# [Stated problem]
Give back, unchanged, each line from the one containing "# segment --target white sign" through the last line of the entries below.

Spatial annotation records:
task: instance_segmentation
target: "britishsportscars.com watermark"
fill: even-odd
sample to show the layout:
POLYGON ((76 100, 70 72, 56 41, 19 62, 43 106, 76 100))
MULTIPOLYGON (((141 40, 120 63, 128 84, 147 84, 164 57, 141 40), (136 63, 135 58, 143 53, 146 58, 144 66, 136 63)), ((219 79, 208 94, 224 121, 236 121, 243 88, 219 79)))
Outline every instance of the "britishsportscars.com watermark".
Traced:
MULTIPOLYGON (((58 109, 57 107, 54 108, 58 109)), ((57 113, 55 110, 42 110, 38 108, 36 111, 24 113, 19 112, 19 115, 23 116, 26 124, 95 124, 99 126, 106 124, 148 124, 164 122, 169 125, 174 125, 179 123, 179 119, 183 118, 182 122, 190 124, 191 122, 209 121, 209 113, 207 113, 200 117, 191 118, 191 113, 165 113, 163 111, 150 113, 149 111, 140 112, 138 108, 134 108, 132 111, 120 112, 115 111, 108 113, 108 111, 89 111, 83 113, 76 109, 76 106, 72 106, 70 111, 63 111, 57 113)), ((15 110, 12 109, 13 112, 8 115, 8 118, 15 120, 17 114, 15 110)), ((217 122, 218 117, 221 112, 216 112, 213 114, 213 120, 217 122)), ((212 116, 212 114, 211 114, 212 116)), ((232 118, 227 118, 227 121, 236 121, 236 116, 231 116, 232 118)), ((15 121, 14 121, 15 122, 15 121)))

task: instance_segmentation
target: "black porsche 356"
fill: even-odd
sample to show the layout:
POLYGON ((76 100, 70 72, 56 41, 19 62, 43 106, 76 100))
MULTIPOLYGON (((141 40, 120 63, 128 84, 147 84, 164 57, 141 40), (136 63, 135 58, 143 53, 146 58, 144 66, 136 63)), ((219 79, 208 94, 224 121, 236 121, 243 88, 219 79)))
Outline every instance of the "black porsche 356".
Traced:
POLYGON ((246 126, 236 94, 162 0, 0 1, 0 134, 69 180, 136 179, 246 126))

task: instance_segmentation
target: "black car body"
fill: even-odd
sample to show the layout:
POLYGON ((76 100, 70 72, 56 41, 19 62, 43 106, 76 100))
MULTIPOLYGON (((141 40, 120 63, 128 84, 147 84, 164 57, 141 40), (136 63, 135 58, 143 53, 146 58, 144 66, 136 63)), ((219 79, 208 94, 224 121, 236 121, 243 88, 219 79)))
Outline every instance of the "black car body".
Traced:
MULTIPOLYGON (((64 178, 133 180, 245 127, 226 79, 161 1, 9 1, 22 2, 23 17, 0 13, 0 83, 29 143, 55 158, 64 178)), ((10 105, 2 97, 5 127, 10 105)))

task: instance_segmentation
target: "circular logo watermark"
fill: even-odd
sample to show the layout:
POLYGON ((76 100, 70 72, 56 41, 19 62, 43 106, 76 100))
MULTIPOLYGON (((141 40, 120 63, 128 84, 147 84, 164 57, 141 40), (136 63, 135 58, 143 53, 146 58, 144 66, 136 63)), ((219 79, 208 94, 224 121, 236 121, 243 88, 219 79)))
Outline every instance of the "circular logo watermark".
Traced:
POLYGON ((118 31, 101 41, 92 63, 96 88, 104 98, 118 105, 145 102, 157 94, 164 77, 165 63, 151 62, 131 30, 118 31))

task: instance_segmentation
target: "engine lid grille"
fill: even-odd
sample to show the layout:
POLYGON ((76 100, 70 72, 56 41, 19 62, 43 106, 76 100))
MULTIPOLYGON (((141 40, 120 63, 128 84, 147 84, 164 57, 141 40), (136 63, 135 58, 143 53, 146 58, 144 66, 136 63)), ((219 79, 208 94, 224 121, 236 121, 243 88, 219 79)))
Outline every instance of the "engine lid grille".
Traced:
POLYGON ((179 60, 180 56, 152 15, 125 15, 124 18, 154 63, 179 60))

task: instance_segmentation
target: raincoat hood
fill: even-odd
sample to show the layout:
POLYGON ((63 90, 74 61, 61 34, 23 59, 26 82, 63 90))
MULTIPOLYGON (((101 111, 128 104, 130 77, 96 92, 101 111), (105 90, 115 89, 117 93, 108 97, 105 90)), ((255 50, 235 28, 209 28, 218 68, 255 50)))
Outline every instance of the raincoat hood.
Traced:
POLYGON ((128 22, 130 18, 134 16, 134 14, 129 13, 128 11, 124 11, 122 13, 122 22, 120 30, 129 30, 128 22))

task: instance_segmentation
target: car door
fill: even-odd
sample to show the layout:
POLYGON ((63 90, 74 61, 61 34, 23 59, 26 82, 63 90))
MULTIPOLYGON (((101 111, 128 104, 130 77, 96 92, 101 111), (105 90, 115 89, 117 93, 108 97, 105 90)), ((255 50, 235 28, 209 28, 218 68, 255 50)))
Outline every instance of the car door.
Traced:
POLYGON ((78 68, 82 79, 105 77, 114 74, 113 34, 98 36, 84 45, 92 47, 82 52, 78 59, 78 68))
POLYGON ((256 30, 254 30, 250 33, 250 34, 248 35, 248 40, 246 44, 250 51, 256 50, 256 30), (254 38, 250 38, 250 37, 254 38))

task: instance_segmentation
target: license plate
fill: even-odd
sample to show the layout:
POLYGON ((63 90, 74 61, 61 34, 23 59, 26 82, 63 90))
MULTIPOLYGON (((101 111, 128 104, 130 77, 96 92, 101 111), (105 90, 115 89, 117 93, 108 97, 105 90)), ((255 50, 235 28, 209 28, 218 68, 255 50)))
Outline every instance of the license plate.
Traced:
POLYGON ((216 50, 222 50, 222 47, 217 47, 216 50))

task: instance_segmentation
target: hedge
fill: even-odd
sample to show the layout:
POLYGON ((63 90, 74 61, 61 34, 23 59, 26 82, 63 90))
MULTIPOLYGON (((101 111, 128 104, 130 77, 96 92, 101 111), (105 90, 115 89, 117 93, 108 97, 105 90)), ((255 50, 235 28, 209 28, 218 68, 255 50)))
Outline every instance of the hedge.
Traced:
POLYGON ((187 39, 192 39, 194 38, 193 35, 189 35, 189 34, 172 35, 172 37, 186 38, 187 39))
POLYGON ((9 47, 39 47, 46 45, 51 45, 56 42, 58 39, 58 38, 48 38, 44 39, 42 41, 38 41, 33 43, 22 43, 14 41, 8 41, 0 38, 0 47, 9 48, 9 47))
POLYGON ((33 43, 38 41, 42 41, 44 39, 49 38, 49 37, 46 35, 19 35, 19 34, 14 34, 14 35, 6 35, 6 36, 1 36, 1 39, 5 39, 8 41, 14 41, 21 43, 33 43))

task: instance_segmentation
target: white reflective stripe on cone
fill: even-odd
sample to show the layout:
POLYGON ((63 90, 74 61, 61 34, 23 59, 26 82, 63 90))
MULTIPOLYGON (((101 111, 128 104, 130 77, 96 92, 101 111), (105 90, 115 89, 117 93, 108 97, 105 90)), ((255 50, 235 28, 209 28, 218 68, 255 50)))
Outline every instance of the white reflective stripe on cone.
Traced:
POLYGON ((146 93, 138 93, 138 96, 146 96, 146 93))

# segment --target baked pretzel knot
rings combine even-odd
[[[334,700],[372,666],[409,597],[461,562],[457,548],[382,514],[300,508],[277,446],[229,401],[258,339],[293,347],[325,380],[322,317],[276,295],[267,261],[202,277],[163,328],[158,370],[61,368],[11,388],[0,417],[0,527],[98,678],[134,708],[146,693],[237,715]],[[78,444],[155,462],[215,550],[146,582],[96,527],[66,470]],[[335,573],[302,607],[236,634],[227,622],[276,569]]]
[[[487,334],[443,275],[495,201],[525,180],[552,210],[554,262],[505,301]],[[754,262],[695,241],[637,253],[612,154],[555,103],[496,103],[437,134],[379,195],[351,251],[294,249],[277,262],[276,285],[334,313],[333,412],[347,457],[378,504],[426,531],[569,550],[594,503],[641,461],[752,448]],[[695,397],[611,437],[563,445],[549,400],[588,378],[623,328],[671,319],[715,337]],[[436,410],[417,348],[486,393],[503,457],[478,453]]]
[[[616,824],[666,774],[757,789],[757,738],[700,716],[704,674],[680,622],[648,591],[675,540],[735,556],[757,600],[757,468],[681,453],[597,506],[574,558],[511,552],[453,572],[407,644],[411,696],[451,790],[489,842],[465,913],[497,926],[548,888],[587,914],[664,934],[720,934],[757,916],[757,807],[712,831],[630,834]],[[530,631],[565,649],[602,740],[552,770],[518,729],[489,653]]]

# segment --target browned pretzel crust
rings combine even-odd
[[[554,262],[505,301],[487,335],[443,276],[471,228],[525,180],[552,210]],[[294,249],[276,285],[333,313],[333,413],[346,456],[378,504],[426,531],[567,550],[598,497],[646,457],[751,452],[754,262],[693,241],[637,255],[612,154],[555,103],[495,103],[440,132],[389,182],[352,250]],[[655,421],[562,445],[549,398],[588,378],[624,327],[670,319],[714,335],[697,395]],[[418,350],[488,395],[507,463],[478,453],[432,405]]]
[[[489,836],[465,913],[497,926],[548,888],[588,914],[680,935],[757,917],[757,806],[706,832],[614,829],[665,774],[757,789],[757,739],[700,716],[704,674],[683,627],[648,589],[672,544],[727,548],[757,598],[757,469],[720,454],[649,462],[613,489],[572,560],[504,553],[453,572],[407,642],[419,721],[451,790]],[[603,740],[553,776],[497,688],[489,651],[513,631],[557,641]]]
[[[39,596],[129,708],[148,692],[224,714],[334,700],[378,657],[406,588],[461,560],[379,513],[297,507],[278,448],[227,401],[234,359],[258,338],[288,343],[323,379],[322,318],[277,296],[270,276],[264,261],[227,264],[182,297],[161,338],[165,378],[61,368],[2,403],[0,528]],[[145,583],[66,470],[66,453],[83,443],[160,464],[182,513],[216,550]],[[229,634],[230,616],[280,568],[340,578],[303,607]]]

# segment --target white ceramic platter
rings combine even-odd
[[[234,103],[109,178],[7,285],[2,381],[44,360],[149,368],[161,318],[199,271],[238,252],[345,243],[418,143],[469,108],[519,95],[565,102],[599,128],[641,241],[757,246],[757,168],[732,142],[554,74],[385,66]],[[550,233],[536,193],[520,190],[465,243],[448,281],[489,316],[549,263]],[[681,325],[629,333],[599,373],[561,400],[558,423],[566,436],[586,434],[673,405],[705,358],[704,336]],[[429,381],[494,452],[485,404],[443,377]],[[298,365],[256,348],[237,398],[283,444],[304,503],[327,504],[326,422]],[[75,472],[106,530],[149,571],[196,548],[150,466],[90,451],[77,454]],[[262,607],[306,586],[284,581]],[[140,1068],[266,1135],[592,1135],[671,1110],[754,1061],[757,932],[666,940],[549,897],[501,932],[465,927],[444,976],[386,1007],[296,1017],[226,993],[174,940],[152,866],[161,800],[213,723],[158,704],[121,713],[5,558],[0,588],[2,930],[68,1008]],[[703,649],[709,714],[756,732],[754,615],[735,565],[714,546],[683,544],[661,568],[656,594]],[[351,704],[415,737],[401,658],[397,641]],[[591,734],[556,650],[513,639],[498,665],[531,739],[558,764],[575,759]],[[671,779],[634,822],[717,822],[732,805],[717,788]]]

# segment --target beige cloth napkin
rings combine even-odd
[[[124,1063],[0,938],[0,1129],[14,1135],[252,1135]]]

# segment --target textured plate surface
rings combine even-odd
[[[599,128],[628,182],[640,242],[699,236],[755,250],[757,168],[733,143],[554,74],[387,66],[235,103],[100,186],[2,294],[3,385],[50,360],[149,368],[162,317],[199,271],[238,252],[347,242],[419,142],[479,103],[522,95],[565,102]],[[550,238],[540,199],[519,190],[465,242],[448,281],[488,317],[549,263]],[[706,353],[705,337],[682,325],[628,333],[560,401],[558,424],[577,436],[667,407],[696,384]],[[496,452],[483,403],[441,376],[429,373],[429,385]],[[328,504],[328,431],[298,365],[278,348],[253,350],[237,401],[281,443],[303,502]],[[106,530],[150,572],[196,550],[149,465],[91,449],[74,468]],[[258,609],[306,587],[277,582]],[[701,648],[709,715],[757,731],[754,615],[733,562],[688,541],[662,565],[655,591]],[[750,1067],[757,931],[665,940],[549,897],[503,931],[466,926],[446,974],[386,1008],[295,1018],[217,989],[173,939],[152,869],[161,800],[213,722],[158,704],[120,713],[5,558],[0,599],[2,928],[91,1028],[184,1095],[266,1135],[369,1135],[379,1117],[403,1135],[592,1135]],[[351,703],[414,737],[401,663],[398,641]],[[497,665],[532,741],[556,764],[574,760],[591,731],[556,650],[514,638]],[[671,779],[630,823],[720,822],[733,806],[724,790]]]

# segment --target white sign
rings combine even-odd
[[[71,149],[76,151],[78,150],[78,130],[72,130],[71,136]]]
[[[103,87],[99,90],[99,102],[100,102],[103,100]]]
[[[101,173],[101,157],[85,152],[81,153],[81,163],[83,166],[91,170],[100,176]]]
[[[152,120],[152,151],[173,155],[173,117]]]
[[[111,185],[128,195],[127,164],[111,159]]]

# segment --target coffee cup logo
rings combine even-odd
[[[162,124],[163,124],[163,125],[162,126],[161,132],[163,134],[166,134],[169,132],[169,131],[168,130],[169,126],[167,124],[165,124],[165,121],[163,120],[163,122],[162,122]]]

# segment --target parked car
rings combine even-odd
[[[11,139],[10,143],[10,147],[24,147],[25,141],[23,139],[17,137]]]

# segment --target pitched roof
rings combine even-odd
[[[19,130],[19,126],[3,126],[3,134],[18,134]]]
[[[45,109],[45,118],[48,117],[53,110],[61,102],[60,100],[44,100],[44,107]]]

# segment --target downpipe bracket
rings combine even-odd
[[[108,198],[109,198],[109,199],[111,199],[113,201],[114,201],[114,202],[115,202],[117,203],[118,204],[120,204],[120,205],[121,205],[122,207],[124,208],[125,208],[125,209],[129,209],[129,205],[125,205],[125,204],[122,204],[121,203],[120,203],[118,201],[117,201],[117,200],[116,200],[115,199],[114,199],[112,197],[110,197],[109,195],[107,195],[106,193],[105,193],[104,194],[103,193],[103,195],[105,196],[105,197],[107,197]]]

# [The output]
# segment --target white sign
rings combine even-odd
[[[71,149],[76,151],[78,150],[78,130],[72,130],[71,136]]]
[[[103,87],[99,90],[99,102],[100,102],[103,100]]]
[[[101,173],[101,157],[85,152],[81,153],[81,163],[83,166],[91,170],[100,176]]]
[[[152,120],[152,151],[173,155],[173,117]]]
[[[111,185],[128,195],[127,164],[111,159]]]

# segment --target coffee cup logo
rings combine even-odd
[[[162,124],[163,124],[163,125],[162,126],[161,132],[163,134],[166,134],[169,132],[169,131],[168,130],[169,126],[167,124],[165,124],[165,121],[163,120],[163,122],[162,122]]]

# segment --target parked car
rings combine even-odd
[[[11,139],[10,143],[10,147],[24,147],[25,141],[23,139],[17,137]]]

# segment --target pitched roof
rings combine even-odd
[[[19,130],[19,126],[3,126],[3,134],[18,134]]]
[[[45,109],[45,118],[48,117],[53,110],[61,102],[60,100],[44,100],[44,107]]]

# segment --target downpipe bracket
rings combine even-odd
[[[108,198],[109,198],[109,199],[111,199],[113,201],[114,201],[114,202],[115,202],[117,203],[118,204],[120,204],[120,205],[121,205],[122,207],[124,208],[125,208],[125,209],[129,209],[129,205],[125,205],[125,204],[122,204],[121,203],[120,203],[118,201],[117,201],[117,200],[116,200],[115,199],[114,199],[112,197],[110,197],[109,195],[107,195],[106,193],[105,193],[104,194],[103,193],[103,195],[105,196],[105,197],[107,197]]]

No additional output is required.